_ACTIVITY_
At the line that contains "the stage floor", begin setting down every line word for word, and stop after the last line of the listing.

_DATA UNDER STUDY_

---*---

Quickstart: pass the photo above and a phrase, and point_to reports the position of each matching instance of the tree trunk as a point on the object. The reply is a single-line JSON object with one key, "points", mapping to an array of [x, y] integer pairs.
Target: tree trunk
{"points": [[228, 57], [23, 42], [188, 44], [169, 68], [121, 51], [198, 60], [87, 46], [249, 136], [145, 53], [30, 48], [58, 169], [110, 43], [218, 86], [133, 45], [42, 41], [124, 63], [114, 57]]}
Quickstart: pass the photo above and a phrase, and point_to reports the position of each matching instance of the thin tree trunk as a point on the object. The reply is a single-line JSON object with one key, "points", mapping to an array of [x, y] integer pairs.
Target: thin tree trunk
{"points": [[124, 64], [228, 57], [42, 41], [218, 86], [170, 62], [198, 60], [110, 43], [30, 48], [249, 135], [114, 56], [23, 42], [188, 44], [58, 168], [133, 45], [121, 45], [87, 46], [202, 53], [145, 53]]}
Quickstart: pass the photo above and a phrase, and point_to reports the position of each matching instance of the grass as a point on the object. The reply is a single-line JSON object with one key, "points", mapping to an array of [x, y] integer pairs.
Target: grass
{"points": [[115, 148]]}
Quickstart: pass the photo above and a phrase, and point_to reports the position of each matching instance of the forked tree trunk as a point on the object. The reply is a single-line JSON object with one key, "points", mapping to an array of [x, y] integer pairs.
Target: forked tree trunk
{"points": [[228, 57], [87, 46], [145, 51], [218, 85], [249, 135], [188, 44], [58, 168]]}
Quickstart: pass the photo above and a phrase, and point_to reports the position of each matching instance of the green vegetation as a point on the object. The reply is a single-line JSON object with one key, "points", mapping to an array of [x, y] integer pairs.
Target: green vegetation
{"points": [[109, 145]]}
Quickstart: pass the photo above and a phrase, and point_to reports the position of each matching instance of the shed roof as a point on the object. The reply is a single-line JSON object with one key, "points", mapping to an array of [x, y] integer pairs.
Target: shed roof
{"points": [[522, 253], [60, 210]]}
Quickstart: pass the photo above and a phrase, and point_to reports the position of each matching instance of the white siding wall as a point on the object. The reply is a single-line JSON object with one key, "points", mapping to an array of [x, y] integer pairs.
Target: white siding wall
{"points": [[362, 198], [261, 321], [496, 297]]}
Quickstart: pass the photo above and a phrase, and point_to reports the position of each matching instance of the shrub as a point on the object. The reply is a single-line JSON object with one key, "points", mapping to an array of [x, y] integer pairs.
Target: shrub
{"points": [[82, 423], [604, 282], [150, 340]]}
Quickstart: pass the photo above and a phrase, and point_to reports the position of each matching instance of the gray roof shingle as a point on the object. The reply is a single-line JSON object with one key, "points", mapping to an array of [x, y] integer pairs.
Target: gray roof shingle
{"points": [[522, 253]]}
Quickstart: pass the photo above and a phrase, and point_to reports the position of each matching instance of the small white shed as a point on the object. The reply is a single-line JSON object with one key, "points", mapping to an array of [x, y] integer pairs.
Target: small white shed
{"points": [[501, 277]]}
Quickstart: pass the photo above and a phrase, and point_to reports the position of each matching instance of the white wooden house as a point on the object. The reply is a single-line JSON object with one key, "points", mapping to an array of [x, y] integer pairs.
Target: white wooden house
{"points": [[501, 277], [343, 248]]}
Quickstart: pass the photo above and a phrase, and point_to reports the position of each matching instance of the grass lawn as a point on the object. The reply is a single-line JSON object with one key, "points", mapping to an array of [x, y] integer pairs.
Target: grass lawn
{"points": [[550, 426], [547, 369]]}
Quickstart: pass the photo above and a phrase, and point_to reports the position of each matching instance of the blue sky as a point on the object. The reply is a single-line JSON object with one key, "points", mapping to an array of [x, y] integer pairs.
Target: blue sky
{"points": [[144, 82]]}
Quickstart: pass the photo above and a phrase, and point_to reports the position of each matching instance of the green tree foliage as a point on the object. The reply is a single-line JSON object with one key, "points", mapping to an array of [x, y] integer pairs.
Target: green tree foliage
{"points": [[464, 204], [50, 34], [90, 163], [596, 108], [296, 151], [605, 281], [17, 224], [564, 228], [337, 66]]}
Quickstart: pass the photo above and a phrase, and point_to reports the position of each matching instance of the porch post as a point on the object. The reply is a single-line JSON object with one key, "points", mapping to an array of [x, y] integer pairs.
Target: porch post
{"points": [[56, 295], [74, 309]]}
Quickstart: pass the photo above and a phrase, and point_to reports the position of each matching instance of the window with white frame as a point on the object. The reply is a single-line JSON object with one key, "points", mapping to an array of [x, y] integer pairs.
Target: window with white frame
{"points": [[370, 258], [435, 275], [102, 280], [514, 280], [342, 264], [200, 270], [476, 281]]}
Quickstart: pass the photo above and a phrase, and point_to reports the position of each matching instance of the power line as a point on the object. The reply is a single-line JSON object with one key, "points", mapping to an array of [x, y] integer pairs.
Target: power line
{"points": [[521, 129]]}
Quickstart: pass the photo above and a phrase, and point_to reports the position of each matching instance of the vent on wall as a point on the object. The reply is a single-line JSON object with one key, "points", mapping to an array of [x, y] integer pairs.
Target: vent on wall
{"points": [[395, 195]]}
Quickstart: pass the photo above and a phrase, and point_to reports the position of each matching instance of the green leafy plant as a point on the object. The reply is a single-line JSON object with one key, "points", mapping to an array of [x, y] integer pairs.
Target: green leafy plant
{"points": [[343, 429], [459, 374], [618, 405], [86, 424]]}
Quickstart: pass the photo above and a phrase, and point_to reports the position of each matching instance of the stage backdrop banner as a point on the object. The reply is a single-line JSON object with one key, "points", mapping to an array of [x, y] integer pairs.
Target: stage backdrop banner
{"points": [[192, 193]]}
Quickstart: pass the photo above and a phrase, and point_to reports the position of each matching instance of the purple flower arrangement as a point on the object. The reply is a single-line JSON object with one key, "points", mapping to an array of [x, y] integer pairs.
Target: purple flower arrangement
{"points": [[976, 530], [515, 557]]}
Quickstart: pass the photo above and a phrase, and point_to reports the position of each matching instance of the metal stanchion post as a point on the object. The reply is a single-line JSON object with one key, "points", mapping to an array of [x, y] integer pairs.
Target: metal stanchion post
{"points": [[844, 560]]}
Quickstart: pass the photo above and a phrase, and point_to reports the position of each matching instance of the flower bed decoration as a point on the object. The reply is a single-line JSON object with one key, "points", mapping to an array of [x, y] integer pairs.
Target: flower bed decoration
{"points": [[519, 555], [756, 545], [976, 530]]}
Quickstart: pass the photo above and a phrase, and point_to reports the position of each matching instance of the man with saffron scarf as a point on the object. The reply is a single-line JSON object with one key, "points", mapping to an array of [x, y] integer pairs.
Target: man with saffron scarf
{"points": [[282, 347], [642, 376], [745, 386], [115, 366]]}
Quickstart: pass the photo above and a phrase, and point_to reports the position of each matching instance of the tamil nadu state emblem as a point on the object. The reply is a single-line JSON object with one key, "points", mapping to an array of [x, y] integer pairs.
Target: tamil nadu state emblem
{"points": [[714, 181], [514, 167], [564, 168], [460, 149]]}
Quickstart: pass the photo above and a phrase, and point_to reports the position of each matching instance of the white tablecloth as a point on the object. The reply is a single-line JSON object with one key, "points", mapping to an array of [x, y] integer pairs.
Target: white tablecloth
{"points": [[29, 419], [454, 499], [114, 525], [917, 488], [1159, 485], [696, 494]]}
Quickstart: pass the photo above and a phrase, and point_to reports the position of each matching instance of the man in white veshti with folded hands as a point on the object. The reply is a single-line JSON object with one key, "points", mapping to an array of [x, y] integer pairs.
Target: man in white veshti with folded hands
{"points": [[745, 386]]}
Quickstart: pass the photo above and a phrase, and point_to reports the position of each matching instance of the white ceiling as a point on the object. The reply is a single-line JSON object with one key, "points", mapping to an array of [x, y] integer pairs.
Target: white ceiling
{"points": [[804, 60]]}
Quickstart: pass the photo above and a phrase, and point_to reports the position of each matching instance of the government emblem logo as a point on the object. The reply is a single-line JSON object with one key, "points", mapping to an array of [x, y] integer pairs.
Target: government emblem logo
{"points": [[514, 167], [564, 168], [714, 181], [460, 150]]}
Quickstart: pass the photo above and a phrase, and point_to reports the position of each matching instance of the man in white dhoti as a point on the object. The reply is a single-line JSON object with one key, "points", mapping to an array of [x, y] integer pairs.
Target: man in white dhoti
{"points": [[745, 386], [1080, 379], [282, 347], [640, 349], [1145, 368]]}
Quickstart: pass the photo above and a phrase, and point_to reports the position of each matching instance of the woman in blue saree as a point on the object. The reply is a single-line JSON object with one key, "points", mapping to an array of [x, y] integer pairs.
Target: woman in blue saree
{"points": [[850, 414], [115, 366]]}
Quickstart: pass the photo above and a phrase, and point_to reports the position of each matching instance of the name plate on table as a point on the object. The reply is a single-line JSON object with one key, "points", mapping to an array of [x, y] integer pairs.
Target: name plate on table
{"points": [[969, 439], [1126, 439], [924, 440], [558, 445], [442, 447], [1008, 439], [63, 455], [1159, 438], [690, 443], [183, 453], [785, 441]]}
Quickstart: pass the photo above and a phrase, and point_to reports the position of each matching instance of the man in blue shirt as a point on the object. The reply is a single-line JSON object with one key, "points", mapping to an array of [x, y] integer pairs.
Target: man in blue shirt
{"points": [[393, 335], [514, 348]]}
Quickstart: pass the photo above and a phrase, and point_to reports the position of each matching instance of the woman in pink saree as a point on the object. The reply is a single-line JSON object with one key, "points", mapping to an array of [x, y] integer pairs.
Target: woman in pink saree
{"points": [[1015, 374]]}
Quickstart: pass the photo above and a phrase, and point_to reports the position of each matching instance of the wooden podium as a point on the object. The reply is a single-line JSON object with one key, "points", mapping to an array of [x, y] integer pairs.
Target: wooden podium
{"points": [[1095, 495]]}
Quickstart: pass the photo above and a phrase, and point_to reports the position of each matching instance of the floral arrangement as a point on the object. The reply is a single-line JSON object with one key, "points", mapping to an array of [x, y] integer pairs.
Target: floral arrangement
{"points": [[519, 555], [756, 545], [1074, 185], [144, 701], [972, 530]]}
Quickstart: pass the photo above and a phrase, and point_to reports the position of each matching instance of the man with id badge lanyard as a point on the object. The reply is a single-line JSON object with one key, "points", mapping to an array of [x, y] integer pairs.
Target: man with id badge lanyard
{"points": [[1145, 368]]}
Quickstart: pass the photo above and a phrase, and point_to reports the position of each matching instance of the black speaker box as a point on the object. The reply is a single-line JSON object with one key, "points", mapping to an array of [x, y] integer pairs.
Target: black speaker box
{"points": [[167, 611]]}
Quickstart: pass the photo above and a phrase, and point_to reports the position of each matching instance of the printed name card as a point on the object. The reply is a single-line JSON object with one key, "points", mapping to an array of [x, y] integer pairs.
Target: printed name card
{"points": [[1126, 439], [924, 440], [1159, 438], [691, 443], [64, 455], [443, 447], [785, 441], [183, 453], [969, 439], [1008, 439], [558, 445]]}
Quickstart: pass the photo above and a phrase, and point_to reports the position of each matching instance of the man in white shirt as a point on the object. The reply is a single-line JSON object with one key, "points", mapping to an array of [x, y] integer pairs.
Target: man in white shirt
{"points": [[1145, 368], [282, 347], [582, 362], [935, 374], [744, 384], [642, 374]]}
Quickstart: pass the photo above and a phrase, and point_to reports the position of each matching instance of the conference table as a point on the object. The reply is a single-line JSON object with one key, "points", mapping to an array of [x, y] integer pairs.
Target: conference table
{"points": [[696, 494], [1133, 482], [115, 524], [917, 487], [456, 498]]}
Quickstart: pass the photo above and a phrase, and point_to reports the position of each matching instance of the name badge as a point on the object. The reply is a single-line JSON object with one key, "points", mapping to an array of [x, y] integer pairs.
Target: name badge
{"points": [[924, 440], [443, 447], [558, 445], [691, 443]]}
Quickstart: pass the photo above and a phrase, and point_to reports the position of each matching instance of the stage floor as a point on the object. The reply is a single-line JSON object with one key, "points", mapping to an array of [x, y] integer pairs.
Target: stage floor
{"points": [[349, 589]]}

---*---

_TASK ANSWER_
Quickstart: pass the photo above and a phrase, and point_to reports the position of each matching instance of the stage floor as a point on the object. The reply is a single-line JSON object with one key, "points", mapping to an array of [x, y] integer pairs.
Target: stage floor
{"points": [[349, 589]]}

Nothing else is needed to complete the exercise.